» WORK TO DO
Copy every one of the following entries line for line, with no changes.

» DATA
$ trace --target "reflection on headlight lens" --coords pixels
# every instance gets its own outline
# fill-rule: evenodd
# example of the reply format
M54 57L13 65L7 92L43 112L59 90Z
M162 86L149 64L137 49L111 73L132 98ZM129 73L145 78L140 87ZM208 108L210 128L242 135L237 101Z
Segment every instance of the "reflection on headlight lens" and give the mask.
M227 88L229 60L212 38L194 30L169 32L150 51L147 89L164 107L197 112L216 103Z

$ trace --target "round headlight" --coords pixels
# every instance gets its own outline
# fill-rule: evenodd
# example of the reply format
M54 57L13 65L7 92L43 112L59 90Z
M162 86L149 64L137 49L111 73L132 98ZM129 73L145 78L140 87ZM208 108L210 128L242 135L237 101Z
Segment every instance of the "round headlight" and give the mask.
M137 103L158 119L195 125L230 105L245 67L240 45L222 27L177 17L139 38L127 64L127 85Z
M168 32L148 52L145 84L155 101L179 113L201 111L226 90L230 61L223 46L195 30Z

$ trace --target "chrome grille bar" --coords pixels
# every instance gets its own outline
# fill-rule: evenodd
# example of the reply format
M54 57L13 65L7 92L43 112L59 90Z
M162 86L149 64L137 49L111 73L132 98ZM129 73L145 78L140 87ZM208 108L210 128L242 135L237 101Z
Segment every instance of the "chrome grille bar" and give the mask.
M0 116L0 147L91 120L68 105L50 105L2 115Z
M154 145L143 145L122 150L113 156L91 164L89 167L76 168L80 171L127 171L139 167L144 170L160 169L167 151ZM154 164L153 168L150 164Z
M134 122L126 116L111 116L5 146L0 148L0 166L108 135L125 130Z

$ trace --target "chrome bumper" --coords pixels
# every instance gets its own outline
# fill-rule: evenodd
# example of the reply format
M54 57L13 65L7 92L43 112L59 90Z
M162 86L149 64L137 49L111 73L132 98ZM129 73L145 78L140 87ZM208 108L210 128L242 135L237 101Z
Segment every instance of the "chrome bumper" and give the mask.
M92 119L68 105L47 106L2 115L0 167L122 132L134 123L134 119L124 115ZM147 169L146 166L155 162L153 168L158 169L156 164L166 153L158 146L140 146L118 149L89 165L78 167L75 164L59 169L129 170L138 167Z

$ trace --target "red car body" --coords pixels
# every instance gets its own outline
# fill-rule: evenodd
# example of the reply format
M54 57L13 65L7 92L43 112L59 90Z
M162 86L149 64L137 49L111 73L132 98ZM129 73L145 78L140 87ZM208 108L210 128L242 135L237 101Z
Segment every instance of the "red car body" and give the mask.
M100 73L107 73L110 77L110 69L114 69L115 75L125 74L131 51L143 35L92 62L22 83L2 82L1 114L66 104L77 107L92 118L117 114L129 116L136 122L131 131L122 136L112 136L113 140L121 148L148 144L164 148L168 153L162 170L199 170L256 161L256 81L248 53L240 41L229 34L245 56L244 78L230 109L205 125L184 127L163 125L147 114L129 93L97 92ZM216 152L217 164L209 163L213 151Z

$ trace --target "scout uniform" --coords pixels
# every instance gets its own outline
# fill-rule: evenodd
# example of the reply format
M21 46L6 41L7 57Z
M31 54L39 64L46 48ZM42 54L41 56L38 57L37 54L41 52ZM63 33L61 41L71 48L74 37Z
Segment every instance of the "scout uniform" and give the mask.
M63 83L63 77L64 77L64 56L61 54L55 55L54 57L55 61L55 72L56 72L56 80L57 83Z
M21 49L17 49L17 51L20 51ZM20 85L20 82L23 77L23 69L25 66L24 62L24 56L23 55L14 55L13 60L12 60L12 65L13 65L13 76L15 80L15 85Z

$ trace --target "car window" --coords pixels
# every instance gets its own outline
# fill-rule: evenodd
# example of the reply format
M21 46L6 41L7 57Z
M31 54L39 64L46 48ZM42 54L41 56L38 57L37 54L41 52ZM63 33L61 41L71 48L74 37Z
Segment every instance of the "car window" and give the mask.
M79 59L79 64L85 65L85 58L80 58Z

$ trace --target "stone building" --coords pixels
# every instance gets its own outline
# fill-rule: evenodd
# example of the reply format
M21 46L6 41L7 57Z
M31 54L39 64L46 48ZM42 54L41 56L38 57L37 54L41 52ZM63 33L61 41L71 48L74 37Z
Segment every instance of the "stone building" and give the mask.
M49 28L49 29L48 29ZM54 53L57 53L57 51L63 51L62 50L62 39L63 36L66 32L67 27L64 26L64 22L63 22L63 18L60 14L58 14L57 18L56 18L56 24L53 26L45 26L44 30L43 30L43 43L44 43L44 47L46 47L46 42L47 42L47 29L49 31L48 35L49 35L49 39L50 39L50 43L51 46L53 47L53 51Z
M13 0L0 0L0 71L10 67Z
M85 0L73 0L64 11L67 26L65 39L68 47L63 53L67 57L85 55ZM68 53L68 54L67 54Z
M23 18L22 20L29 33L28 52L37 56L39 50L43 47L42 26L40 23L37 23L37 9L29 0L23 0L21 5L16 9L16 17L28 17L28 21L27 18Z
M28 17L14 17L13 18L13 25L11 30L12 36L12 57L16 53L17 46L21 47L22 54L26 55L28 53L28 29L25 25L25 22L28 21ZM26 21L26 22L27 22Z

» ANSWER IN FULL
$ trace --target "reflection on headlight lens" --coords pixels
# every instance gets its own outline
# fill-rule: evenodd
# example of the reply format
M54 57L13 65L7 92L43 112L59 90Z
M162 86L149 64L137 49L111 73L132 98ZM129 73L145 78L140 87ZM208 108L210 128L242 135L237 101Z
Segment every instance of the "reflection on headlight lens" and give the mask.
M227 88L229 60L212 38L194 30L169 32L150 51L147 89L164 107L197 112L216 103Z

$ trace --target "round headlight" --coords pixels
# every instance gets its own outline
# fill-rule: evenodd
# example of the reply format
M54 57L13 65L7 92L43 112L59 90Z
M162 86L149 64L137 49L111 73L132 98ZM129 73L145 78L140 87ZM208 108L210 128L242 135L237 101Z
Segment every instance of the "round headlight" and give the mask.
M137 103L158 119L195 125L230 105L245 67L240 45L222 27L177 17L139 38L127 64L127 85Z
M168 32L148 52L145 84L155 101L179 113L201 111L226 90L230 61L223 46L195 30Z

$ trace --target "chrome grille bar" --coords pixels
# every instance gets its own outline
# fill-rule: evenodd
# example of the reply format
M54 57L13 65L7 92L43 112L59 90Z
M162 86L149 64L137 49L111 73L132 98ZM129 73L145 78L140 87ZM208 108L210 128L242 135L237 101Z
Segment every instance of the "chrome grille bar" and give the mask.
M0 116L0 147L91 120L68 105L50 105L2 115Z
M154 145L143 145L122 150L113 156L91 164L89 167L76 168L80 171L127 171L139 167L144 170L160 169L167 151ZM154 164L153 168L150 164Z
M134 122L126 116L111 116L5 146L0 148L0 166L108 135L125 130Z

$ trace --target "chrome bumper" --coords pixels
# every instance gets its own outline
# fill-rule: evenodd
# example of the reply format
M54 57L13 65L7 92L43 112L59 90Z
M162 86L149 64L137 49L111 73L132 98ZM129 73L145 78L140 87ZM208 108L210 128L242 135L237 101Z
Segment every instance of the "chrome bumper" and give the mask.
M92 119L68 105L47 106L2 115L0 167L122 132L134 123L134 119L124 115ZM147 169L146 166L155 162L153 168L158 169L156 164L166 153L158 146L140 146L118 149L89 165L78 167L75 164L59 169L129 170L138 167Z

$ trace --target "red car body" --coords pixels
# every instance gets its own outline
# fill-rule: evenodd
# example of the reply format
M54 57L13 65L7 92L43 112L59 90Z
M162 86L149 64L137 49L111 73L132 98ZM129 73L145 78L140 87ZM208 108L210 128L242 135L237 101Z
Segment every instance of the "red car body" and give the mask.
M100 73L107 73L110 77L110 69L114 69L115 75L125 74L131 51L143 35L92 62L22 83L2 82L1 114L66 104L77 107L92 118L117 114L129 116L136 122L131 131L122 136L112 136L113 140L121 148L148 144L164 148L168 153L162 170L199 170L256 161L256 81L248 53L240 41L229 34L245 56L244 78L230 109L205 125L184 127L163 125L147 114L129 93L97 92ZM216 152L217 164L209 163L213 151Z

$ trace --target "scout uniform" --coords pixels
# every instance gets its own outline
# fill-rule: evenodd
# example of the reply format
M21 46L6 41L7 57Z
M31 54L39 64L46 48ZM42 54L41 56L38 57L37 54L41 52ZM63 33L61 41L71 48L74 37Z
Segment every instance of the "scout uniform" and give the mask.
M63 83L63 77L64 77L64 56L61 54L55 55L54 57L55 61L55 72L56 72L56 80L57 83Z
M21 49L17 49L17 51L20 51ZM20 85L20 82L23 77L23 69L25 66L24 62L24 56L23 55L14 55L13 60L12 60L12 65L13 65L13 76L15 80L15 85Z

$ trace --target "car window" --coords pixels
# every instance gets its own outline
# fill-rule: evenodd
# example of the reply format
M21 46L6 41L7 57Z
M31 54L39 64L46 48ZM42 54L41 56L38 57L37 54L41 52ZM63 33L61 41L71 48L74 37Z
Segment every instance of the "car window" and give the mask.
M79 59L79 64L85 65L85 58L80 58Z

$ trace --target "stone building" --coords pixels
# every instance gets its own outline
# fill-rule: evenodd
# example of the reply format
M21 46L6 41L7 57Z
M31 54L39 64L46 48ZM42 54L41 56L38 57L37 54L41 52ZM63 33L61 41L71 48L74 37Z
Segment every instance of the "stone building" and give the mask.
M49 28L49 29L48 29ZM54 53L57 53L57 51L63 51L62 50L62 39L63 36L66 32L67 27L64 26L64 22L63 22L63 18L60 14L58 14L57 18L56 18L56 24L53 26L45 26L44 30L43 30L43 43L44 43L44 47L46 47L46 42L47 42L47 29L49 31L48 35L49 35L49 39L50 39L50 43L51 46L53 47L53 51Z
M13 0L0 0L0 71L10 67Z
M85 0L73 0L64 11L67 26L65 39L68 47L63 53L67 57L85 55ZM68 53L68 54L67 54Z
M23 18L22 20L29 33L28 52L37 56L39 50L43 47L42 26L40 23L37 23L37 9L29 0L23 0L21 5L16 9L16 17L28 17L28 21L27 18Z
M28 17L14 17L13 18L13 25L11 30L12 36L12 57L16 53L17 46L21 47L22 54L26 55L28 53L28 29L25 25L25 22L28 21ZM26 21L26 22L27 22Z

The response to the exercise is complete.